Collected data:
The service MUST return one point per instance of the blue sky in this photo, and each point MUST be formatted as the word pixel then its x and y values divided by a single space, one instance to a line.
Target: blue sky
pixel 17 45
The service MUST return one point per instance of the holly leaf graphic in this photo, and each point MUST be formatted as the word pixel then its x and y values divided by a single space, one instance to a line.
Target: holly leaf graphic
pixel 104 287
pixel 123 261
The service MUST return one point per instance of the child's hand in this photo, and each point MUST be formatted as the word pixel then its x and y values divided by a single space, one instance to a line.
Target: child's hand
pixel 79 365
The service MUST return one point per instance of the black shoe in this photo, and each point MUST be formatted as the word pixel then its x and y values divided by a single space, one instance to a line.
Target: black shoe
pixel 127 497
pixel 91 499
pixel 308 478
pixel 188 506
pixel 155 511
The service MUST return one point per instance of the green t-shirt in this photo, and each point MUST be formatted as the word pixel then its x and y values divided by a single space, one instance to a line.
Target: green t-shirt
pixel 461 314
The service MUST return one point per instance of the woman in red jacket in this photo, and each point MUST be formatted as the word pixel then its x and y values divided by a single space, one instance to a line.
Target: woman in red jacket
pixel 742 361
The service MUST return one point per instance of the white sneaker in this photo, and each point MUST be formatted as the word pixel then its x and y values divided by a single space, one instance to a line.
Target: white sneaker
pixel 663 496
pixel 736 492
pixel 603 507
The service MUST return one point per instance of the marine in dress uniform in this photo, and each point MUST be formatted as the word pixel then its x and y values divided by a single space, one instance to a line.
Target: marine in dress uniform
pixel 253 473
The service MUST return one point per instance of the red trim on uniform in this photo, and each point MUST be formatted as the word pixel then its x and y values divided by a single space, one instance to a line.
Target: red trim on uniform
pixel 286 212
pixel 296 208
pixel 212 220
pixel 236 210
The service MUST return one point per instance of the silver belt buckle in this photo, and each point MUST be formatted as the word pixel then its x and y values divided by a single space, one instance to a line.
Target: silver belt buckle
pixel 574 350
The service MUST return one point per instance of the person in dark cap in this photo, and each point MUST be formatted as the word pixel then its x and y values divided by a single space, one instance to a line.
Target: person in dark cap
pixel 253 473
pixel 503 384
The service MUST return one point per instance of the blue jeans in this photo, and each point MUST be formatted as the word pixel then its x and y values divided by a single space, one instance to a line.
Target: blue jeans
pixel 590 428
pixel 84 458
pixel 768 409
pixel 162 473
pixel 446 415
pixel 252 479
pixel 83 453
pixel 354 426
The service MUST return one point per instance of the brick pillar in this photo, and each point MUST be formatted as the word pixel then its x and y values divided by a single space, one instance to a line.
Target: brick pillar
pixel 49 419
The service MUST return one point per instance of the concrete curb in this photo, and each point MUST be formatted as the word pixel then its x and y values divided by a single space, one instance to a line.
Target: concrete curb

Task directions:
Go through the data above and copy each line that holds the word "curb".

Exercise output:
The service MUST return one point per instance of the concrete curb in this photo, and each point MUST be formatted as the word pixel then its x and y values divided by a single space, one instance to a line.
Target: concrete curb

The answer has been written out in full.